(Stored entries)
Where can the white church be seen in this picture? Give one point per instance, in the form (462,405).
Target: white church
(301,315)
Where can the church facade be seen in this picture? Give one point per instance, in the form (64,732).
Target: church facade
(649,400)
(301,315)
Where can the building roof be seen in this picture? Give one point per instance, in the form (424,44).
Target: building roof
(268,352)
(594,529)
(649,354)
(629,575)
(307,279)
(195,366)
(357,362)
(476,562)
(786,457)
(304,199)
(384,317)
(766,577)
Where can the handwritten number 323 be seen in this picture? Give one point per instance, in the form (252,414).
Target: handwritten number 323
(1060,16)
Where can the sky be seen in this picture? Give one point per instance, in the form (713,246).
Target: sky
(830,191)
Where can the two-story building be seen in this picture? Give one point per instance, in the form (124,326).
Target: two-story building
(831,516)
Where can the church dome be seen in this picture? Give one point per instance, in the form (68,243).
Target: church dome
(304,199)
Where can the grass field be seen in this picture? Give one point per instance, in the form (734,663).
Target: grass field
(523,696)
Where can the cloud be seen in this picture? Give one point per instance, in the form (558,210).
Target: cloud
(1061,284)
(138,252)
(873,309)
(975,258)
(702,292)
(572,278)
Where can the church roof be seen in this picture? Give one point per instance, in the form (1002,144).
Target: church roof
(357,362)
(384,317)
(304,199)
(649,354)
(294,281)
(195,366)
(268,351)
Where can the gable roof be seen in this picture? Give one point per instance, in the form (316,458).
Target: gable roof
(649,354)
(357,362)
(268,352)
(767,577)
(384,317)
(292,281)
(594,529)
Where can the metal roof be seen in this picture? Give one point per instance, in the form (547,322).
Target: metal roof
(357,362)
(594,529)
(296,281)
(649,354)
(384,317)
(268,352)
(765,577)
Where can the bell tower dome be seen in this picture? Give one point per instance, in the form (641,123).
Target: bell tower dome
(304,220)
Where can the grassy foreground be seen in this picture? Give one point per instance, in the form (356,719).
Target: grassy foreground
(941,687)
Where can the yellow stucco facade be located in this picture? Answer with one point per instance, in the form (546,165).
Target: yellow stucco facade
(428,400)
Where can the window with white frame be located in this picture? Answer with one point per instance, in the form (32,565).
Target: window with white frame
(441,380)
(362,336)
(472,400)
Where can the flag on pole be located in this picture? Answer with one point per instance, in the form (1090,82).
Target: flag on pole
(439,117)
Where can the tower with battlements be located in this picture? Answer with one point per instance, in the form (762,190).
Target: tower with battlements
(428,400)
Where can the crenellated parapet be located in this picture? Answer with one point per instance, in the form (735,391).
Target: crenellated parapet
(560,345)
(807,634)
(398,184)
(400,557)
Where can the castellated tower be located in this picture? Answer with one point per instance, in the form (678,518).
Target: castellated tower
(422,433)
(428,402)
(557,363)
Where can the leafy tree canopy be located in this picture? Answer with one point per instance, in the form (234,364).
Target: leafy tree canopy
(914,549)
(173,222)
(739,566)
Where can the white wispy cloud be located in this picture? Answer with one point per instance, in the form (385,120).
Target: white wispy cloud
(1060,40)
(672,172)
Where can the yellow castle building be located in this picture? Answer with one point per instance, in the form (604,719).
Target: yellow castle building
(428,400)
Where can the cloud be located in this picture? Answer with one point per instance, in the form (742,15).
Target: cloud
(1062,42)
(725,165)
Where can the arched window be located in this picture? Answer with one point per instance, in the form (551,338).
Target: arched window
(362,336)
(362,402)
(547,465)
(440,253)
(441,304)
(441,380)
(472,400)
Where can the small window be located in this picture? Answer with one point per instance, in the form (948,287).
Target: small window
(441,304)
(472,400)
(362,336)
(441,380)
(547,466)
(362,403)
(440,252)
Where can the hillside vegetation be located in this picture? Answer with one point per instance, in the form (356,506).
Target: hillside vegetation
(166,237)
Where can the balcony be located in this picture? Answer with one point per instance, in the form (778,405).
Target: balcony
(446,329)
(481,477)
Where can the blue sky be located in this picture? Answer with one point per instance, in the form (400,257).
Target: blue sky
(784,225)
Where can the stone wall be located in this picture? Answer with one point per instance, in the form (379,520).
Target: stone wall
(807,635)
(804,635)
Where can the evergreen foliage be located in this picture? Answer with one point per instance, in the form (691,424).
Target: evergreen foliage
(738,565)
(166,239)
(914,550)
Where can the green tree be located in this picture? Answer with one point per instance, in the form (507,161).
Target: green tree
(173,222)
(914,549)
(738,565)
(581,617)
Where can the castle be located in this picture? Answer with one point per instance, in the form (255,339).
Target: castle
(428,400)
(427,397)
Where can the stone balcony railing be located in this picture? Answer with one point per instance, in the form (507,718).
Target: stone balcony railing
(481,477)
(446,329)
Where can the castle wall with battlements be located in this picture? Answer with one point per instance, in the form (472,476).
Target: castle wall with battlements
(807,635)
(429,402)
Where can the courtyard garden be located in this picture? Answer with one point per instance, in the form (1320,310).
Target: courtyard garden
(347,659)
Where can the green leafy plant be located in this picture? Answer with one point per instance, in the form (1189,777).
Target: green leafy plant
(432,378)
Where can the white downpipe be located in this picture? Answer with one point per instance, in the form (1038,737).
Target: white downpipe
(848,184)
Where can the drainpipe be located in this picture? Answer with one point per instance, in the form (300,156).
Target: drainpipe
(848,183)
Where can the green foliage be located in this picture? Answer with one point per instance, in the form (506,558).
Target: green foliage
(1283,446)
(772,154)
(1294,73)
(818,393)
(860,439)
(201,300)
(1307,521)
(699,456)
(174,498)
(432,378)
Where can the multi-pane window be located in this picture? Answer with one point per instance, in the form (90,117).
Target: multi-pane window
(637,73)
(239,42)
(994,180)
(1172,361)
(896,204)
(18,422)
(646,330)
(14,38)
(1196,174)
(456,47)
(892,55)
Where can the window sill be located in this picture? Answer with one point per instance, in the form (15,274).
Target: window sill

# [GIVEN TASK]
Copy each line of the data above without altering a single character.

# [RESULT]
Where can the white church be seen in this picture? Give one point per instance, in the form (462,405).
Target: white church
(301,315)
Where can the church facade be seen in this picture? Give one point per instance, in the form (64,732).
Target: church facade
(649,400)
(301,315)
Where can the building roof be seen in this picture? Give one point per instance, in the form (424,44).
Target: building roof
(268,352)
(594,529)
(649,354)
(629,575)
(307,279)
(195,366)
(357,362)
(476,562)
(786,457)
(304,199)
(384,317)
(766,577)
Where can the handwritten number 323 be seen in this picture? Give one point per instance, in the form (252,414).
Target: handwritten number 323
(1060,16)
Where can the sky be seen in this picture? Give one point per instance, in the form (713,246).
Target: sky
(830,191)
Where can the two-story building be seen in this picture? Give one point per instance, in the form (124,326).
Target: two-story building
(831,516)
Where can the church dome be seen in this picture? Give one point per instance, in the form (68,243).
Target: church dome
(304,199)
Where can the grass field be seen in this picture? Give one point per instance, in the form (734,663).
Target: grass field
(523,696)
Where can the cloud be seen in this picture? Give one point per instance, in the form (558,210).
Target: cloud
(1061,284)
(138,252)
(873,309)
(975,258)
(702,292)
(572,278)
Where can the church roof be seen in this picture? Give one point per instance, in the form (1002,144).
Target: church roof
(357,362)
(384,317)
(304,199)
(649,354)
(294,281)
(195,366)
(268,351)
Where can the gable roof be seen in this picture? Give one point per instance, in the form (316,458).
Target: gable roof
(649,354)
(357,362)
(268,352)
(767,577)
(384,317)
(292,281)
(594,529)
Where can the metal roof be seen in this picture? Give one point per instance, in the form (547,322).
Target: metal roof
(357,362)
(594,529)
(296,281)
(649,354)
(384,317)
(268,352)
(765,577)
Where can the bell tower dome be seen in this picture? Give one point per instance, in the form (641,123).
Target: bell tower dome
(304,220)
Where can the grassy foreground be seen in this picture? Give one point per instance, in the form (356,719).
Target: grassy foreground
(941,687)
Where can the yellow stucco facade be located in this picture? Answer with one point per instance, in the form (546,165).
Target: yellow stucco facade
(428,400)
Where can the window with white frame be located in this picture? Answer with one point per instance, in the form (32,565).
Target: window with white frame
(441,380)
(362,336)
(472,400)
Where can the flag on pole be located in this picture? Answer with one point per instance, in the form (1090,82).
Target: flag on pole
(439,117)
Where can the tower with battlements be located in this picture? Answer with one point per instance, in the form (762,190).
Target: tower with battlements
(428,400)
Where can the crenellated parapet be located in this picture? Answer with one point per instance, in the form (735,391).
Target: crenellated parapet
(560,345)
(807,634)
(398,184)
(400,557)
Where can the castellated tower be located in this picture? Answer with one point per instance, in the form (678,518).
Target: castellated tower
(422,433)
(428,402)
(557,363)
Where can the leafy tree canopy be located in this picture? Answer with one point per instance, in the form (234,364).
Target: leafy tree canopy
(914,549)
(173,222)
(739,566)
Where can the white wispy cloud be located in this picture? Answer with one point per instance, in the form (385,120).
Target: white wispy cloud
(1060,40)
(672,172)
Where can the yellow castle building be located in this picture? Answer with one point per instance, in the form (604,719).
Target: yellow castle building
(428,400)
Where can the cloud be located in this picture? Answer with one point per instance, in the form (742,15).
Target: cloud
(1062,42)
(725,165)
Where can the arched window be located in this picture? Answer with one point per instance, in the form (551,338).
Target: arched window
(362,336)
(362,402)
(547,465)
(440,253)
(441,304)
(441,380)
(472,400)
Where can the small window be located in this picture? Answer with one point per instance, in the form (948,287).
Target: small window
(441,304)
(472,400)
(362,336)
(441,380)
(547,466)
(362,403)
(440,252)
Where can the hillside vegetation be located in this picture? Answer with one point per instance, in the form (356,506).
Target: hillside vegetation
(166,237)
Where can the balcony be located in this picture? Answer with one point per instance, in the form (778,405).
Target: balcony
(446,329)
(481,477)
Where can the blue sky be located in this picture? Answer with one point per instance, in the form (400,257).
Target: blue sky
(784,225)
Where can the stone wall be located in this picture? Answer with one point per instance, in the form (379,520).
Target: stone wall
(807,635)
(804,635)
Where can the evergreen foliage be located in this picture? Answer with one point per instance, in the form (691,424).
Target: evergreen foliage
(738,565)
(166,239)
(914,550)
Where can the green tree be located in this picture? Answer with one point per instance, in the form (507,161).
Target: green tree
(173,222)
(914,549)
(738,565)
(581,617)
Where can the castle be located in this picture? Answer with one point per instance, in the form (255,339).
Target: castle
(428,400)
(427,397)
Where can the stone balcony railing be located in this picture? Answer with one point per instance, in the form (507,718).
Target: stone balcony railing
(481,477)
(446,329)
Where can the castle wall with battlements be located in this picture? Answer with one point per instance, in the form (472,476).
Target: castle wall with battlements
(807,635)
(429,402)
Where can the courtyard garden be located in this picture? Answer with one point per instance, in the form (1320,310).
Target: courtyard garden
(347,659)
Where can the green leafy plant be located in this picture? Answer with one point per instance, in the form (1189,777).
Target: green leafy plant
(432,378)
Where can the white downpipe be located in this picture? Answer with one point per instance, in the form (1038,737).
Target: white downpipe
(848,184)
Where can the drainpipe be located in this picture? Answer with one point per instance, in the form (300,156).
Target: drainpipe
(848,183)
Where can the green foliage be located in this picture? Answer with one point per instance, in the form (506,558).
Target: green foliage
(1283,446)
(772,154)
(1294,73)
(818,393)
(860,439)
(201,300)
(1307,521)
(699,456)
(174,498)
(432,378)
Where can the multi-pane window be located in this picture? Answer with one point per instance, in the form (90,117).
Target: multi-pane window
(637,73)
(239,42)
(994,180)
(1172,361)
(896,204)
(18,422)
(646,330)
(14,38)
(1196,174)
(456,47)
(892,55)
Where can the window sill be located in this picture? Answer with one point per instance, in the form (15,274).
Target: window sill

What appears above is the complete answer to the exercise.